Spatial localization data:
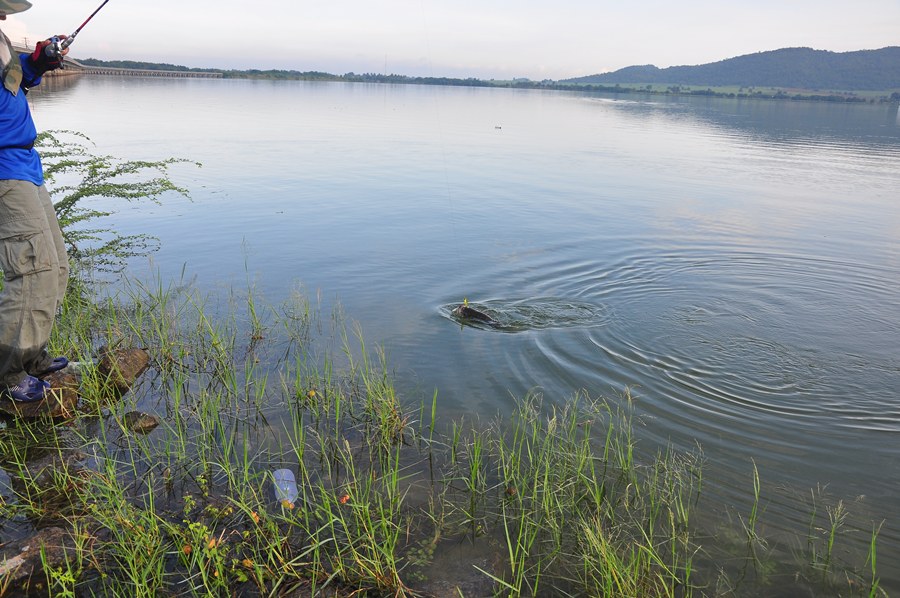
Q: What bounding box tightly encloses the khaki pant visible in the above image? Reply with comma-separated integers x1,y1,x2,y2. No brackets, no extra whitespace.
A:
0,180,69,387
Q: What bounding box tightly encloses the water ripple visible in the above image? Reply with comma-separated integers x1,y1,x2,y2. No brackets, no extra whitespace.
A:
441,297,611,332
469,247,900,436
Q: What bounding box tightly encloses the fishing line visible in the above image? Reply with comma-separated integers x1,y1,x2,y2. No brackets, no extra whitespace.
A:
417,1,466,298
36,0,113,64
60,0,113,51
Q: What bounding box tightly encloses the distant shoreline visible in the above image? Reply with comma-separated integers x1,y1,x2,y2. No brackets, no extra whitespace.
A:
56,56,900,105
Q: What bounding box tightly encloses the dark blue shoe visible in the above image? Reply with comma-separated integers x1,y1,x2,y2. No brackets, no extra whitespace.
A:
34,356,69,377
4,375,51,403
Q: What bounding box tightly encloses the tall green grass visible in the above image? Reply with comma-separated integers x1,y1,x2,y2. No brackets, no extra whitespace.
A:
0,275,886,596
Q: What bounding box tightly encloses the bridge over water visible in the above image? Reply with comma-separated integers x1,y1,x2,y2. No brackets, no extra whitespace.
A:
66,59,222,78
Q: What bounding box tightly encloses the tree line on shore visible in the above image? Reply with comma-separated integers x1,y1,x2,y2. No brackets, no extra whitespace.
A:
77,54,900,104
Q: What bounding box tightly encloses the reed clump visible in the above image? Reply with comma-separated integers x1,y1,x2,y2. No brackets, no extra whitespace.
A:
0,276,886,597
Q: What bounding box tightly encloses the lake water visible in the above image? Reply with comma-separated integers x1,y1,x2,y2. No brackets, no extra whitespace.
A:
31,76,900,590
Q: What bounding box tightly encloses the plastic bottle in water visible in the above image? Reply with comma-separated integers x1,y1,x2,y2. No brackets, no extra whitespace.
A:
272,469,298,504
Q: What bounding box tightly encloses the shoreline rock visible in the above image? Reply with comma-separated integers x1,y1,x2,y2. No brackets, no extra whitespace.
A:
0,347,150,419
97,347,151,397
0,527,76,587
0,370,79,419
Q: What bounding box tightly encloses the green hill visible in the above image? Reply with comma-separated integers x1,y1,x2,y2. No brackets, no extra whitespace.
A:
565,47,900,91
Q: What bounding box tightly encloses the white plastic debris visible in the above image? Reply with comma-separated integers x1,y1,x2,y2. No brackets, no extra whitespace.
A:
272,468,298,504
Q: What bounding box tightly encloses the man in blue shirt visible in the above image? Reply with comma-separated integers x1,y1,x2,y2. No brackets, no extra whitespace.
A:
0,0,70,402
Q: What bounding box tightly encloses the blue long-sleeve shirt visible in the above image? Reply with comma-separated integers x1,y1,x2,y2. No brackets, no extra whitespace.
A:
0,37,44,186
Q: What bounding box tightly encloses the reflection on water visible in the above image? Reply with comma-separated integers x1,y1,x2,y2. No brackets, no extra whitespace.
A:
587,93,900,148
27,77,900,591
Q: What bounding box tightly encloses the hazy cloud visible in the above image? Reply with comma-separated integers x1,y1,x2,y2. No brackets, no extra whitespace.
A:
5,0,899,79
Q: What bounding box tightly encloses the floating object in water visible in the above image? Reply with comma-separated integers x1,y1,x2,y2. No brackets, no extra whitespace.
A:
272,469,299,504
452,301,496,324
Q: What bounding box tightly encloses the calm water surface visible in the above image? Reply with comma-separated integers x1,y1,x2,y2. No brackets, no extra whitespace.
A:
31,77,900,588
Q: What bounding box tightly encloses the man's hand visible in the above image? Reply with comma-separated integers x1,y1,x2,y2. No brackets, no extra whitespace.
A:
29,36,69,72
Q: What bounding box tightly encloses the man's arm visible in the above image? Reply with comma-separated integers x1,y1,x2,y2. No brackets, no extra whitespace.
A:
20,36,67,89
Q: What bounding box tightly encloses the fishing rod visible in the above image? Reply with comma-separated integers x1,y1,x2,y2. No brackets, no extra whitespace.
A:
44,0,112,57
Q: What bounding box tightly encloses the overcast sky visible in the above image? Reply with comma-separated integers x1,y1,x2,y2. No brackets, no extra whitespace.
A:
4,0,899,80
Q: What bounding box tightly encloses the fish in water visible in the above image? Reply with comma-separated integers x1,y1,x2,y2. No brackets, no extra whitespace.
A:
452,301,496,324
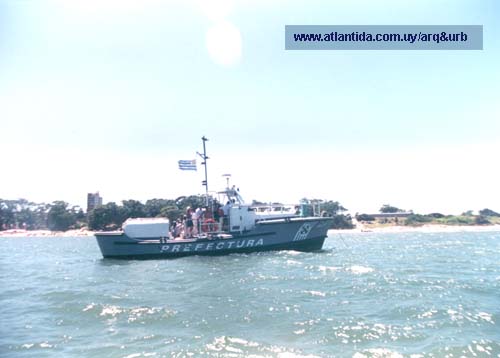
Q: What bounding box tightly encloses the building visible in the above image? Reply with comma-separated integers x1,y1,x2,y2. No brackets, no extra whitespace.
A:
368,212,413,219
87,192,103,213
355,211,413,224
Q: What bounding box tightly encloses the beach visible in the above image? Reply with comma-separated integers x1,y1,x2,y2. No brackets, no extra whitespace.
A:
0,228,94,237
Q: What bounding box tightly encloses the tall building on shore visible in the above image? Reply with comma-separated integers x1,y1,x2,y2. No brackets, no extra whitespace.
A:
87,192,103,213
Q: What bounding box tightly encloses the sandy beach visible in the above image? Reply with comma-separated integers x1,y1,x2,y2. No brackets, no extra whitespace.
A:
0,228,94,237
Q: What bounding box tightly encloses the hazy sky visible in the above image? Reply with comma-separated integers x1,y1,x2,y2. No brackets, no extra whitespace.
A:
1,0,499,214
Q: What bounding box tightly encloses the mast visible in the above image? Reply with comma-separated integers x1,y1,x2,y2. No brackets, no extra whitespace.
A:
198,136,209,206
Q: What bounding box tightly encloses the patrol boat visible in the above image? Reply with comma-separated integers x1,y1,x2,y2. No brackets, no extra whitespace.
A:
94,138,333,259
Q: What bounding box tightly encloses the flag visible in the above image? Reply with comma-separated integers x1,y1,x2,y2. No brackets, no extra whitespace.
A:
178,159,197,171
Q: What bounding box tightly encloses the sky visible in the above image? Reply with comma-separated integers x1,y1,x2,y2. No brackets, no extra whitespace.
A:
0,0,499,215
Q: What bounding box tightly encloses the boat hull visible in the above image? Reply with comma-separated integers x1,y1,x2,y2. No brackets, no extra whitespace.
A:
95,217,332,259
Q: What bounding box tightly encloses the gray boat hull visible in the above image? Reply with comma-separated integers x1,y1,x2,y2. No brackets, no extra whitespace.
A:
95,217,332,259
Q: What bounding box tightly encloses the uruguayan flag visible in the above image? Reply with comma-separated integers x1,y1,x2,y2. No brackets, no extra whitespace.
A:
178,159,197,171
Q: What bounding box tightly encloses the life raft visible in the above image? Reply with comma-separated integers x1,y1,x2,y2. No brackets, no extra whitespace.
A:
201,219,217,232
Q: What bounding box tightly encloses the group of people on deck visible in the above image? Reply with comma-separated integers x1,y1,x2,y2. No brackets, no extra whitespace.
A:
170,200,234,239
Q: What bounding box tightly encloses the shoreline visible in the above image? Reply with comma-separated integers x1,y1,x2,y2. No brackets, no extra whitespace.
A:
1,224,500,238
329,224,500,234
0,228,94,238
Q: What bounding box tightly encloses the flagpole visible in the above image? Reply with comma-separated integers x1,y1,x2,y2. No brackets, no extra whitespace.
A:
201,136,209,206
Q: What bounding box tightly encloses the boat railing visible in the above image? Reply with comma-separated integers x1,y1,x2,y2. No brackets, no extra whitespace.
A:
252,204,299,215
194,217,225,235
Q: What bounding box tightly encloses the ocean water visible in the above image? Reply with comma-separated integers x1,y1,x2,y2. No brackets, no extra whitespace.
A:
1,231,499,358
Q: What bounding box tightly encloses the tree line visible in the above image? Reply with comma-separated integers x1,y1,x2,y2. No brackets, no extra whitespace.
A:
0,199,85,232
0,196,353,232
87,196,207,230
355,204,500,226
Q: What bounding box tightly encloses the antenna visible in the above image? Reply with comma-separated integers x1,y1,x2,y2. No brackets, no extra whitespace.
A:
197,136,209,206
222,174,231,189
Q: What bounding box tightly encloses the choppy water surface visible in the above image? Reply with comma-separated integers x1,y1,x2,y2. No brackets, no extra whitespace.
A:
1,231,499,358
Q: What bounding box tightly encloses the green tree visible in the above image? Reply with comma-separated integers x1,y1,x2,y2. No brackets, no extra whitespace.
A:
321,200,347,216
300,198,352,229
0,205,5,230
405,214,433,226
47,201,76,231
88,202,124,230
479,208,500,217
71,206,86,229
330,214,354,229
0,200,16,229
32,203,50,230
16,208,37,230
177,195,206,211
0,199,51,230
380,204,403,213
144,199,175,217
159,205,183,223
475,215,491,225
122,200,146,219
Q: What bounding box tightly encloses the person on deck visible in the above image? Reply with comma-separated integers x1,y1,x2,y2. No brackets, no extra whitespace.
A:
222,201,232,231
213,203,222,231
173,218,183,239
202,206,214,232
185,207,194,238
193,207,203,235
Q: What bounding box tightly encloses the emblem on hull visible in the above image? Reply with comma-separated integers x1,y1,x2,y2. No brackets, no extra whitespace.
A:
293,222,314,241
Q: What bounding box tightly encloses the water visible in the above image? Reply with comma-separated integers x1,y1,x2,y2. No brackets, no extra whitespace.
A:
1,231,499,358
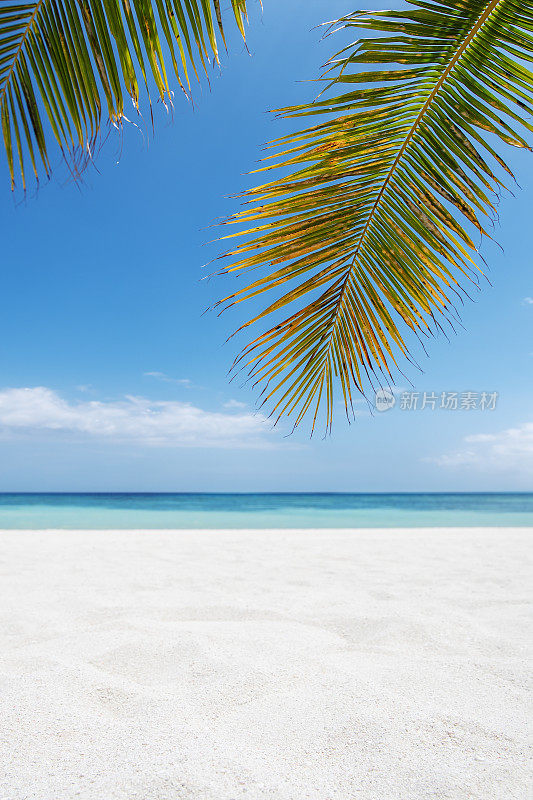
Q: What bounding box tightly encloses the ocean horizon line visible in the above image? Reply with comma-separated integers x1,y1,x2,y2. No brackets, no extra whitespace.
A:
1,490,532,496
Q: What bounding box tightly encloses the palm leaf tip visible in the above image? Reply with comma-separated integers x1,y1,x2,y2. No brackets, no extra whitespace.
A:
218,0,533,433
0,0,250,191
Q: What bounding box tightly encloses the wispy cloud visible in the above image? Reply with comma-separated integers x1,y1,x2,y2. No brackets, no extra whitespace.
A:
143,371,194,388
430,421,533,474
223,399,247,410
0,387,275,449
522,297,533,306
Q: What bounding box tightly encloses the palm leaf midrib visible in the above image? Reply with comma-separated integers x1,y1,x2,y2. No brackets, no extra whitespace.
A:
0,0,45,104
313,0,503,383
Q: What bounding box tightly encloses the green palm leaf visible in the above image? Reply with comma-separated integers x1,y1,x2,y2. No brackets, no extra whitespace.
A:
0,0,248,190
217,0,533,432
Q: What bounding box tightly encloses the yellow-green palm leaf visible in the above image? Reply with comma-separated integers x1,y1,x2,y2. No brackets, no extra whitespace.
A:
0,0,248,190
218,0,533,432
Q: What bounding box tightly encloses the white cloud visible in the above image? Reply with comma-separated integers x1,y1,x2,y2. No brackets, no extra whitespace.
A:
223,399,248,410
0,387,275,449
431,421,533,474
522,297,533,306
143,371,193,388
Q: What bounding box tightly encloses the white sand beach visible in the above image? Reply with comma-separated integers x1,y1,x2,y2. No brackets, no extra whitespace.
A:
0,527,531,800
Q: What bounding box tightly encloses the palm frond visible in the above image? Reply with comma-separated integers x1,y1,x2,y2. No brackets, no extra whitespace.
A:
217,0,533,432
0,0,249,190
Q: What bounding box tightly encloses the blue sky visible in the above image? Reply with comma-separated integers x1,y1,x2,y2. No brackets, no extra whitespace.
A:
0,0,532,492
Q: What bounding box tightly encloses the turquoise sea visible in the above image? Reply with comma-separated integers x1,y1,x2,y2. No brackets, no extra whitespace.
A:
0,493,532,529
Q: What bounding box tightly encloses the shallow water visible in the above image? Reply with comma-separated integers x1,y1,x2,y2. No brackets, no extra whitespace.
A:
0,492,532,529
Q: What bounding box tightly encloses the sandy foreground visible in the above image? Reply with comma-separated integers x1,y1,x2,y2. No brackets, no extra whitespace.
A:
0,528,531,800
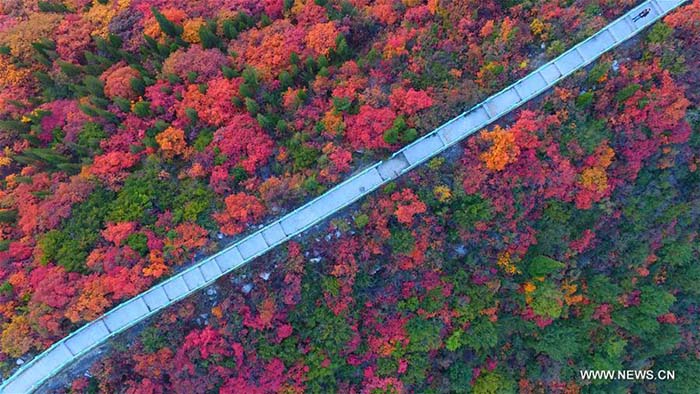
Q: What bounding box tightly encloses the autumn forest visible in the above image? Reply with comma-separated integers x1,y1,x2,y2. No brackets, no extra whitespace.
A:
1,0,699,393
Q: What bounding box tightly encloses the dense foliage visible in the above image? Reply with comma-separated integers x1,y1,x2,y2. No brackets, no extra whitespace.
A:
0,0,643,370
48,4,700,394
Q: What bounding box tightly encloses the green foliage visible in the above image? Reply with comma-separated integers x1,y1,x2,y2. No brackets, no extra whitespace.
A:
576,91,594,108
530,321,588,363
452,194,493,229
668,261,700,295
244,97,259,115
657,239,694,268
172,179,214,223
0,281,12,296
150,7,183,38
192,129,214,152
535,200,600,255
406,318,442,353
125,233,149,256
130,77,146,97
383,116,417,145
222,66,237,79
140,327,168,353
613,285,675,338
132,101,151,117
615,83,641,103
647,22,673,44
58,60,83,78
655,354,700,394
184,107,199,124
571,118,610,155
221,20,239,40
447,360,473,393
0,209,18,224
13,148,79,174
445,329,463,351
388,228,415,254
198,22,222,50
590,335,626,372
76,122,106,155
530,282,564,319
353,213,369,229
461,318,497,352
332,97,352,113
108,161,175,224
472,371,516,394
527,255,565,277
587,61,610,84
587,275,622,304
289,143,320,171
37,188,114,272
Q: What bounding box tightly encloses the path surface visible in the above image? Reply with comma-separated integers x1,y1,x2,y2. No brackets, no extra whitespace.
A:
0,1,686,392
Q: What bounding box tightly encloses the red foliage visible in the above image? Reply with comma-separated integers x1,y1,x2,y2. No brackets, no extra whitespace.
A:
214,193,267,236
389,87,433,115
102,222,137,246
29,265,77,309
212,113,274,174
345,105,395,150
326,238,359,315
54,14,93,63
282,242,305,306
180,326,230,360
176,77,241,127
89,151,140,188
161,45,229,84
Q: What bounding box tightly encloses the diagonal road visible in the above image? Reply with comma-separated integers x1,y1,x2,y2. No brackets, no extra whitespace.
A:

Your goal:
The answer is every line in the data where the word "plastic" appears.

Task output:
Q: What bounding box tightly encloses the plastic bottle in water visible in the above image? Reply with comma-separated integers x1,y1,x2,y2. No brackets, no extra whitespace.
Q: What bounding box tightly encloses the white plastic debris visible in the above image? Reply with comma-separated integers x1,y1,x2,y2. No brackets, no extra whitespace.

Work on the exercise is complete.